> **WORK TO COMPLETE**: Could you write out the lines from the one with "Please segment every instance of the berry skin." through the one with "267L58 278L56 296L68" again, substituting "grape skin" for "berry skin" and keeping everything else as it is?
═══ LISTED RECORDS
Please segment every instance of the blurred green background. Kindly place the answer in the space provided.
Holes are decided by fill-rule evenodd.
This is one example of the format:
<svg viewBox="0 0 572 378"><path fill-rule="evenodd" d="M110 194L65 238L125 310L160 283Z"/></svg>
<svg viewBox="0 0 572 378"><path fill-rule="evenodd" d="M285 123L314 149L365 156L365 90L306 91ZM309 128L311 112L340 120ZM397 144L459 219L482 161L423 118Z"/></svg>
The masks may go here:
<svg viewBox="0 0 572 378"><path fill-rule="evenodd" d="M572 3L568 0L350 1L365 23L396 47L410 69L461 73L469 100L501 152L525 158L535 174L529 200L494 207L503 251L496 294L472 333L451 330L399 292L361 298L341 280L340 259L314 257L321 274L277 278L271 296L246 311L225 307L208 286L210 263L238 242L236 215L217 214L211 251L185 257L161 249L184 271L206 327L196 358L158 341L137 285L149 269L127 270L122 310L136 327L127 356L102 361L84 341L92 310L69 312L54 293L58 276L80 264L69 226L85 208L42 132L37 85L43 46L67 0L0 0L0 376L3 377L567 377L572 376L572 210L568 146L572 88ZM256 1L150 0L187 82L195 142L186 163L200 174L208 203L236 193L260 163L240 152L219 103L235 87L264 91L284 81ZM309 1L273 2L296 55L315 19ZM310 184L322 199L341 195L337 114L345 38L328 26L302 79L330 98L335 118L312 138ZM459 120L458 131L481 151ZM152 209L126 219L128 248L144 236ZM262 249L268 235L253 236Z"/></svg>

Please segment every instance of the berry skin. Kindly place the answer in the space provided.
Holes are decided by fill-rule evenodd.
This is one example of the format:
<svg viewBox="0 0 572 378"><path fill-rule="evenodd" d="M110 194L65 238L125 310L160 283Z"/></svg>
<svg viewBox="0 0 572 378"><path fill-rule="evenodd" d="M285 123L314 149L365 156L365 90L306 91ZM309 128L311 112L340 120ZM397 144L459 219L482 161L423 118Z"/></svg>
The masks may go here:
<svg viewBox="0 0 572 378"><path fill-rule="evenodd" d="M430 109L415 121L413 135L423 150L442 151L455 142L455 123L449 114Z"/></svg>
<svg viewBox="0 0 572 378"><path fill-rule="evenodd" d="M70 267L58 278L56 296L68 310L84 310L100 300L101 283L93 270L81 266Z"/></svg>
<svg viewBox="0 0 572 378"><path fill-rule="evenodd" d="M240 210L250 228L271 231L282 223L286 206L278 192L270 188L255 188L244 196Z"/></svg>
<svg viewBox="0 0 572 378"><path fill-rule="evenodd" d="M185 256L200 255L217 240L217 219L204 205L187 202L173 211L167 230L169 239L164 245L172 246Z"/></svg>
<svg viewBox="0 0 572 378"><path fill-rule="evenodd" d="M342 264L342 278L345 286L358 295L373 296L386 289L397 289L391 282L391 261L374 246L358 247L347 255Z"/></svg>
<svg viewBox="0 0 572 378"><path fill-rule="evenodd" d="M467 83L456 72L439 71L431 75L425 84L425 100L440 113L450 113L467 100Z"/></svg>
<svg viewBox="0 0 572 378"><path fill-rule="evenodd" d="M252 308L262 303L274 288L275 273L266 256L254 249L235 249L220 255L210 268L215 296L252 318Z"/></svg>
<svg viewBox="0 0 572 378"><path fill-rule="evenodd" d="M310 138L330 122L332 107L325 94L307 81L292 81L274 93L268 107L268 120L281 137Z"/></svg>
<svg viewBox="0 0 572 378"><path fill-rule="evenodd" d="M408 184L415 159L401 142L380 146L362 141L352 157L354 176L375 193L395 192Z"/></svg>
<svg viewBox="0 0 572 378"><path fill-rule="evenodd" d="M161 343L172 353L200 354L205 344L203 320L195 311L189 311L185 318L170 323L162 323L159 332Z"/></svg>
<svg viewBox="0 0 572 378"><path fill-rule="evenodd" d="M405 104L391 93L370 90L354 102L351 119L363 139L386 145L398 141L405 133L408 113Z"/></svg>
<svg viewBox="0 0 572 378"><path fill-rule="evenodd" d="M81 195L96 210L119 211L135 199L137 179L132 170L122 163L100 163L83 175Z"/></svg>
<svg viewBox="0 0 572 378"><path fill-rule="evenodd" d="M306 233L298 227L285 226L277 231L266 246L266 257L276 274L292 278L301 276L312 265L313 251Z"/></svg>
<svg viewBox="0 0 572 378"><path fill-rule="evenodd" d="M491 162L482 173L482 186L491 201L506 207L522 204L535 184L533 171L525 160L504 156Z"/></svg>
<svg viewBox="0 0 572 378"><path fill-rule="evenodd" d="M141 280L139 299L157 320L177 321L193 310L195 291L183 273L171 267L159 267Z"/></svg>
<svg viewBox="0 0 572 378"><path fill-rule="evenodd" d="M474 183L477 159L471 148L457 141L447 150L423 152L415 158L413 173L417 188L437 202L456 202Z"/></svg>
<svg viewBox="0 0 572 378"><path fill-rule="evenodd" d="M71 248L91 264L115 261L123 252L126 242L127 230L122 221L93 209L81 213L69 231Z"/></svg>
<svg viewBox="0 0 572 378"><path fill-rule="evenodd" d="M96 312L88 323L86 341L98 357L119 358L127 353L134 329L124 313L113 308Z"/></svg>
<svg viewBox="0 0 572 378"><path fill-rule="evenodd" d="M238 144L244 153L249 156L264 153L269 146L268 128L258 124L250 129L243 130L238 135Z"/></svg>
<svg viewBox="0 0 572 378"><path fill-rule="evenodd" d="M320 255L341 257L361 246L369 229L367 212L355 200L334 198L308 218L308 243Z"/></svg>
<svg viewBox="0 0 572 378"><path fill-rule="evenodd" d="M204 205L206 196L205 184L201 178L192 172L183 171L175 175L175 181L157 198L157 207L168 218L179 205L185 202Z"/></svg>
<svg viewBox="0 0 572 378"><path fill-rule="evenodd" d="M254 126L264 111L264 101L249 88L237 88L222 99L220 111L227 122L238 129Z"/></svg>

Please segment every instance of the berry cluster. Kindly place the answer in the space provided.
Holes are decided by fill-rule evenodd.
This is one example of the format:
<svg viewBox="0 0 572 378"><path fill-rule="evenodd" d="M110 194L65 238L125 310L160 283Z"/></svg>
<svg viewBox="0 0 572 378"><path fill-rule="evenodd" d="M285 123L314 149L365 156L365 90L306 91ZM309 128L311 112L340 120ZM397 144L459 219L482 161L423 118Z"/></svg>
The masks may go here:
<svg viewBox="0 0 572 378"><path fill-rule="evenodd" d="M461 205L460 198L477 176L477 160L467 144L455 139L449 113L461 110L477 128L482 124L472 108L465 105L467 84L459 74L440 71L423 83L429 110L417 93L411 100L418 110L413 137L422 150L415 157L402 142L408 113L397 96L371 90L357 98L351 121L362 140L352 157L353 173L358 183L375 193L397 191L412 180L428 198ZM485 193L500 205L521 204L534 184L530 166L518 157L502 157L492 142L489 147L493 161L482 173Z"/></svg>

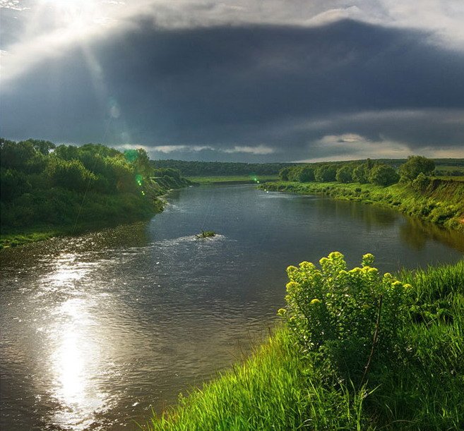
══════
> **ANSWER FOR THIS EXERCISE**:
Please segment every instance of the grape skin. Kindly place the answer in the space provided.
Holes are decided by fill-rule evenodd.
This is one example of the format:
<svg viewBox="0 0 572 378"><path fill-rule="evenodd" d="M110 194L65 238L125 310L160 283Z"/></svg>
<svg viewBox="0 0 572 378"><path fill-rule="evenodd" d="M285 123L314 149L365 156L365 90L306 91ZM309 128L311 112L340 120ZM397 144L459 219L482 161L423 118Z"/></svg>
The masks may go here:
<svg viewBox="0 0 572 378"><path fill-rule="evenodd" d="M430 109L415 121L413 135L423 150L442 151L455 142L455 123L449 114Z"/></svg>
<svg viewBox="0 0 572 378"><path fill-rule="evenodd" d="M70 267L58 278L56 296L68 310L84 310L100 300L101 283L93 270L81 266Z"/></svg>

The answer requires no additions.